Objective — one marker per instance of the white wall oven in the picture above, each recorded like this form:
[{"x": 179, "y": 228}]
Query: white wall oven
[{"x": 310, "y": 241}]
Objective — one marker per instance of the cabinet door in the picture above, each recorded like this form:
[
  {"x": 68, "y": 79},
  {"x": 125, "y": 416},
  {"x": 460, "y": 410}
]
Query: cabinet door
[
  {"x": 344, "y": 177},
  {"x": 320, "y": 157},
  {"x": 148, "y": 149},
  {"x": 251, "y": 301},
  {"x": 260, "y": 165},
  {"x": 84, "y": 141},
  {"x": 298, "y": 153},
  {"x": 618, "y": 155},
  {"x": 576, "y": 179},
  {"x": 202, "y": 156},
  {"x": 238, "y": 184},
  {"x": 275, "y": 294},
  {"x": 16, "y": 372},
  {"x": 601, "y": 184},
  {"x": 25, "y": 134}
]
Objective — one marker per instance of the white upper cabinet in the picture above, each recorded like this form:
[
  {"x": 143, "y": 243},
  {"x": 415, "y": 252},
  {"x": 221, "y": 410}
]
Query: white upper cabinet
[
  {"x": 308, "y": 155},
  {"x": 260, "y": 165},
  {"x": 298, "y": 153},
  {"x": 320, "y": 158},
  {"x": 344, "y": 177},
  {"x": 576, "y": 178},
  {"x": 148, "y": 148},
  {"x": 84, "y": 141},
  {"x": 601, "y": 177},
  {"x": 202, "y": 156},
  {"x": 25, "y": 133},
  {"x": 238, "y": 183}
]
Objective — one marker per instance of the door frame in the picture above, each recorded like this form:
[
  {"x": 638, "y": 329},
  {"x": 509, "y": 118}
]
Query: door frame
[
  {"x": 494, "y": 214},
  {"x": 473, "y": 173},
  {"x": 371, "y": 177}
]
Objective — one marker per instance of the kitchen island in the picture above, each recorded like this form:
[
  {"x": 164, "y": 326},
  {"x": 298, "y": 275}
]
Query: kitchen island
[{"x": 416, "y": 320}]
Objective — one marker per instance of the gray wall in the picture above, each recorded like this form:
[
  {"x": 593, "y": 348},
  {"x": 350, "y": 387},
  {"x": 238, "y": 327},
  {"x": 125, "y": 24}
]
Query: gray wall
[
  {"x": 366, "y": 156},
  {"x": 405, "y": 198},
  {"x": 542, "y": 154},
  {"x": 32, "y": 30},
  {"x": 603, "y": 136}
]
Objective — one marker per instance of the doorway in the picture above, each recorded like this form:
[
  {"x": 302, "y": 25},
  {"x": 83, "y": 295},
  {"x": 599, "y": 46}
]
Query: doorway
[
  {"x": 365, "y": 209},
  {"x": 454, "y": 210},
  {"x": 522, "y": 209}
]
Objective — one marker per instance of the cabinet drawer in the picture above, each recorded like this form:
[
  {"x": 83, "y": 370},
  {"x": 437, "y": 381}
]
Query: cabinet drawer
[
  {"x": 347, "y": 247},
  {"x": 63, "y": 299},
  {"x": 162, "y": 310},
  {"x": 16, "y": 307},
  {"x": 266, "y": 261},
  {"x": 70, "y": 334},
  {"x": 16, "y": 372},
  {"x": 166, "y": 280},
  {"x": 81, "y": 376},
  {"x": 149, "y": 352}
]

-- Aim --
Can you repeat all of the records above word for word, keeping every line and character unchanged?

-- Solution to this problem --
Objective — one marker per instance of the white wall oven in the picture above, each recorded like this form:
[{"x": 179, "y": 228}]
Query: white wall oven
[{"x": 310, "y": 241}]
Objective — one marker per instance of the cabinet door in the picture above, each recorded like this form:
[
  {"x": 68, "y": 79},
  {"x": 125, "y": 416},
  {"x": 460, "y": 410}
]
Query: cabinet door
[
  {"x": 344, "y": 177},
  {"x": 320, "y": 157},
  {"x": 148, "y": 149},
  {"x": 251, "y": 301},
  {"x": 260, "y": 165},
  {"x": 84, "y": 141},
  {"x": 298, "y": 153},
  {"x": 618, "y": 155},
  {"x": 576, "y": 179},
  {"x": 202, "y": 156},
  {"x": 238, "y": 184},
  {"x": 275, "y": 294},
  {"x": 16, "y": 372},
  {"x": 601, "y": 184},
  {"x": 25, "y": 134}
]
Objective — one marker per instance of the white upper cabinet in the picture above, each recorded like this form:
[
  {"x": 143, "y": 243},
  {"x": 415, "y": 252},
  {"x": 221, "y": 410}
]
Query: white upper cabinet
[
  {"x": 308, "y": 155},
  {"x": 260, "y": 165},
  {"x": 298, "y": 153},
  {"x": 320, "y": 158},
  {"x": 344, "y": 177},
  {"x": 576, "y": 178},
  {"x": 148, "y": 148},
  {"x": 84, "y": 141},
  {"x": 601, "y": 177},
  {"x": 202, "y": 156},
  {"x": 25, "y": 133},
  {"x": 238, "y": 183}
]
Objective — one marker per instance of the door frame in the picture above, each recorded like this form:
[
  {"x": 638, "y": 329},
  {"x": 509, "y": 118}
]
Query: door frame
[
  {"x": 494, "y": 214},
  {"x": 473, "y": 173},
  {"x": 371, "y": 177}
]
Objective — one marker per instance of the kitchen island in the picture above, each recorded like this form:
[
  {"x": 164, "y": 326},
  {"x": 298, "y": 275}
]
Query: kitchen island
[{"x": 416, "y": 320}]
Objective — one marker per instance of the gray wall in the picture above, each recorded like this form:
[
  {"x": 593, "y": 348},
  {"x": 350, "y": 387},
  {"x": 238, "y": 327},
  {"x": 125, "y": 24}
]
Query: gray wall
[
  {"x": 366, "y": 156},
  {"x": 405, "y": 198},
  {"x": 542, "y": 154},
  {"x": 32, "y": 30},
  {"x": 603, "y": 136}
]
Objective — one marker per instance of the doorway in the picture above, each recorded like this form:
[
  {"x": 302, "y": 25},
  {"x": 83, "y": 295},
  {"x": 599, "y": 46}
]
Query: doorway
[
  {"x": 365, "y": 209},
  {"x": 454, "y": 210},
  {"x": 522, "y": 209}
]
Objective — one marker per instance of the cabinet drawer in the picture above, each recorded like this form:
[
  {"x": 83, "y": 370},
  {"x": 437, "y": 381}
]
Query: cabinet drawer
[
  {"x": 347, "y": 247},
  {"x": 63, "y": 299},
  {"x": 162, "y": 310},
  {"x": 16, "y": 307},
  {"x": 266, "y": 261},
  {"x": 70, "y": 334},
  {"x": 16, "y": 372},
  {"x": 166, "y": 280},
  {"x": 81, "y": 376},
  {"x": 149, "y": 352}
]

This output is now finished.